Identify each line in the items below that contains the word "wall" and copy those lines out.

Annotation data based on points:
··········
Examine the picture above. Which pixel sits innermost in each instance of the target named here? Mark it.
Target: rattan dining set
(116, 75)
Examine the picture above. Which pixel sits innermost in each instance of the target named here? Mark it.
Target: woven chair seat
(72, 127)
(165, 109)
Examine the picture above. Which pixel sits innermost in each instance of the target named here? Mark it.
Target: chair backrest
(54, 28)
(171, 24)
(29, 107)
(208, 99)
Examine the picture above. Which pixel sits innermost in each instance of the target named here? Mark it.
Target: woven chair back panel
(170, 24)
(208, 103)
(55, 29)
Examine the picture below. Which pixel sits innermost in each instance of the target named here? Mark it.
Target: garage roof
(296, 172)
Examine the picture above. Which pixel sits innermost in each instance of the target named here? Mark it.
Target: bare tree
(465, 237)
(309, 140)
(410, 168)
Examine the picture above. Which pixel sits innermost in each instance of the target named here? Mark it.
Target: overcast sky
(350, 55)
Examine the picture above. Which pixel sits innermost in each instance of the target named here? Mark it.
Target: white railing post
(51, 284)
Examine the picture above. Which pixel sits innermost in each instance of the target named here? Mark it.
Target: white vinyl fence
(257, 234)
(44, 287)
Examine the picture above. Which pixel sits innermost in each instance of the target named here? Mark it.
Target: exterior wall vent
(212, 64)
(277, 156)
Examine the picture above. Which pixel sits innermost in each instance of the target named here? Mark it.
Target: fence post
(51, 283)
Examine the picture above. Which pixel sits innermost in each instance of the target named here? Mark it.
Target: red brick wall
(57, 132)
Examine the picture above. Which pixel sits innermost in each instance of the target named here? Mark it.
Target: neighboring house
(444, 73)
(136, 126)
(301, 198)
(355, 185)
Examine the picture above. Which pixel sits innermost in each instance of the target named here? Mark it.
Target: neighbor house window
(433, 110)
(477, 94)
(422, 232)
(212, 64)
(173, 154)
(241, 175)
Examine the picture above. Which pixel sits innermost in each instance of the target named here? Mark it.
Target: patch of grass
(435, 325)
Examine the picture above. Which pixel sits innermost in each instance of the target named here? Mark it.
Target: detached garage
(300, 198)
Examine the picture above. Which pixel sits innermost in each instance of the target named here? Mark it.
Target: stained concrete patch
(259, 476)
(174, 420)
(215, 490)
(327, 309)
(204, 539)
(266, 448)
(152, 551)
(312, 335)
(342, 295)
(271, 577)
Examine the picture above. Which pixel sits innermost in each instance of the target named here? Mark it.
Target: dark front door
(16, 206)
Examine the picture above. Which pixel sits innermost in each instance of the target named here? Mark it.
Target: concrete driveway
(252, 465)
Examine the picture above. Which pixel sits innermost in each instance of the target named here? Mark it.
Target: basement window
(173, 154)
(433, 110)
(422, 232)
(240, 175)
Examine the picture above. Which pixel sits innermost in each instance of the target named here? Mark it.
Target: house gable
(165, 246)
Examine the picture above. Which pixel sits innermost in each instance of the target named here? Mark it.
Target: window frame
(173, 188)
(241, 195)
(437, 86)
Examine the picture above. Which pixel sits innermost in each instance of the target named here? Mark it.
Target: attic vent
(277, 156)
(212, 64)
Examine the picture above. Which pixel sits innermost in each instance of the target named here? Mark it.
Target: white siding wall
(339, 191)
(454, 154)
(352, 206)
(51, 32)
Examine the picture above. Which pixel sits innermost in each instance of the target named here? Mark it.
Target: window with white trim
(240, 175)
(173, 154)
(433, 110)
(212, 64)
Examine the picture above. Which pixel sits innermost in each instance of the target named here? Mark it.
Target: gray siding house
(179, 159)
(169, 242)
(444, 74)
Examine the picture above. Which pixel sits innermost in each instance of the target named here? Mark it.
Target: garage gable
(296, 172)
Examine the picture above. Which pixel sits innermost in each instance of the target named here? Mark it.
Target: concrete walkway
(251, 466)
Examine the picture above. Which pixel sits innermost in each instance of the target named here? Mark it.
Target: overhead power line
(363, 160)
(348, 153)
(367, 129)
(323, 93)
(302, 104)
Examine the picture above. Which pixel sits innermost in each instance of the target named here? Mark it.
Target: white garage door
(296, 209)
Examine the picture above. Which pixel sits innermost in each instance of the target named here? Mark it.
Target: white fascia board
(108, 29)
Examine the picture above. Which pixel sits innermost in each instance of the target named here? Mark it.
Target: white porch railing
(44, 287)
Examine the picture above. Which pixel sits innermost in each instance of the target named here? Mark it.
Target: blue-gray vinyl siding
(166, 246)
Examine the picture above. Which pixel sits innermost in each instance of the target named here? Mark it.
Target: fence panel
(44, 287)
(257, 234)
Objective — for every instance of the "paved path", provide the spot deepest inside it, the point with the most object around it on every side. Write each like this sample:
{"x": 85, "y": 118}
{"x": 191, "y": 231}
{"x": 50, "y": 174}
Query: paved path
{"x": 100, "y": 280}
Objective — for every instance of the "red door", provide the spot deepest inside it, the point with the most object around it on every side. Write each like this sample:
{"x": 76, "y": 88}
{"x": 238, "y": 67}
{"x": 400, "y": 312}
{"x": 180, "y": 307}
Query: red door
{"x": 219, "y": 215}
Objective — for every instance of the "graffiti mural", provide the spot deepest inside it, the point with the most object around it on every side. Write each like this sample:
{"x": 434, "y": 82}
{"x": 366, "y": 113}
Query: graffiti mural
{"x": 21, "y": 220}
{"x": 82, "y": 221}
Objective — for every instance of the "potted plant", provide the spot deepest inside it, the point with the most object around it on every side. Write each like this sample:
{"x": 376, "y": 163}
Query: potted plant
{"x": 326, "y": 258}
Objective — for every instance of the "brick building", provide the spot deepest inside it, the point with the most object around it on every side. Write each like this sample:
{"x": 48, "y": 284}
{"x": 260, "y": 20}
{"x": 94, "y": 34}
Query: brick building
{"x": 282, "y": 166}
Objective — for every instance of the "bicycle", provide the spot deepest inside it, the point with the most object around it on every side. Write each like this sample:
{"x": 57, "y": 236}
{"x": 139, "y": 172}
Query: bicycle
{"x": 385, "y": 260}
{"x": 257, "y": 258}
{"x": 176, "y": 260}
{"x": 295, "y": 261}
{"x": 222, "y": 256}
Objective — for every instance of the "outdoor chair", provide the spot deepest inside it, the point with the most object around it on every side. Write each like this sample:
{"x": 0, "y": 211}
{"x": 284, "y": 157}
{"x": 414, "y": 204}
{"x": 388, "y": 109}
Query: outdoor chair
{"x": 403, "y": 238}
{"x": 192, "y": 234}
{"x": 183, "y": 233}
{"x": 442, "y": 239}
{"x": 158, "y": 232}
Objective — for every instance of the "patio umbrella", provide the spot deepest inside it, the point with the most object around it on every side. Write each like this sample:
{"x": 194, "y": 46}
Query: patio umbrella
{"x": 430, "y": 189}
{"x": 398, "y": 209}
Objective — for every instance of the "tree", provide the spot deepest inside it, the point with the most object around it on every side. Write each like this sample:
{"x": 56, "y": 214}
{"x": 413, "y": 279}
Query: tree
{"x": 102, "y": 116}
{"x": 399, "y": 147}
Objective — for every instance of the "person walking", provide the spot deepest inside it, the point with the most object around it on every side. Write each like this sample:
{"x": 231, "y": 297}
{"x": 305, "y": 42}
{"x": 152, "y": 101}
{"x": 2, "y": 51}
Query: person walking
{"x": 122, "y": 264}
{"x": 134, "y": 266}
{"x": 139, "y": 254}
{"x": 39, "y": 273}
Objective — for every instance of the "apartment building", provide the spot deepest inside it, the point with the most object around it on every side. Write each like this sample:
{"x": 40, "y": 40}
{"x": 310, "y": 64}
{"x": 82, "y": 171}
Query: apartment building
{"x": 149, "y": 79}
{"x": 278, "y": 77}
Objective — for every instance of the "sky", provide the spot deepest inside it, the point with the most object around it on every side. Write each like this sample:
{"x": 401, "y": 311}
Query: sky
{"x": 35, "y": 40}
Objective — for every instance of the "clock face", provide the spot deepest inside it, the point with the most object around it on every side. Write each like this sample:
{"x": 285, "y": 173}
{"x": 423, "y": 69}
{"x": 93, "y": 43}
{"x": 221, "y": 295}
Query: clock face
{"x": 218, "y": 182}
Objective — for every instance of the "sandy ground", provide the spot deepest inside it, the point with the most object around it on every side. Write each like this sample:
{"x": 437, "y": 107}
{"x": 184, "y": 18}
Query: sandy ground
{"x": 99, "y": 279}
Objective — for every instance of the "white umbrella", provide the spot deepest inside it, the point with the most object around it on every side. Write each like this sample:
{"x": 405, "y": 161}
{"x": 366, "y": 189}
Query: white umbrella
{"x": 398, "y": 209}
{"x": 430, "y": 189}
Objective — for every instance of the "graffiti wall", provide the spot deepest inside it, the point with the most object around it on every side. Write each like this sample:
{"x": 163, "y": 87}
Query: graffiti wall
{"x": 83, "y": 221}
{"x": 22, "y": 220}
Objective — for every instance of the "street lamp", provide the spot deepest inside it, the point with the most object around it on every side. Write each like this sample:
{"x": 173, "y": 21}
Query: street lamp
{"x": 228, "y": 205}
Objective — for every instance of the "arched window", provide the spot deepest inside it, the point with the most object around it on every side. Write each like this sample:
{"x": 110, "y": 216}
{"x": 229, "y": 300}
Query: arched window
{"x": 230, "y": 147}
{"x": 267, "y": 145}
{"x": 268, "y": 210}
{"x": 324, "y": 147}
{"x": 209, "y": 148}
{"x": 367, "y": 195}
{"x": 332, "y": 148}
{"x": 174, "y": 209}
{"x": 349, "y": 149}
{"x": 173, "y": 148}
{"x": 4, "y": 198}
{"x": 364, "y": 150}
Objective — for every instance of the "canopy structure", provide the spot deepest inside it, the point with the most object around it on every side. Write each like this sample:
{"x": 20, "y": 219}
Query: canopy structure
··········
WRITTEN REPLY
Target: exterior wall vent
Target: red brick wall
Target: white siding wall
Objective — for every instance of the "graffiti wall", provide the spot deepest inside it, the point with the most object around it on every side. Write each like this sample:
Query: graffiti wall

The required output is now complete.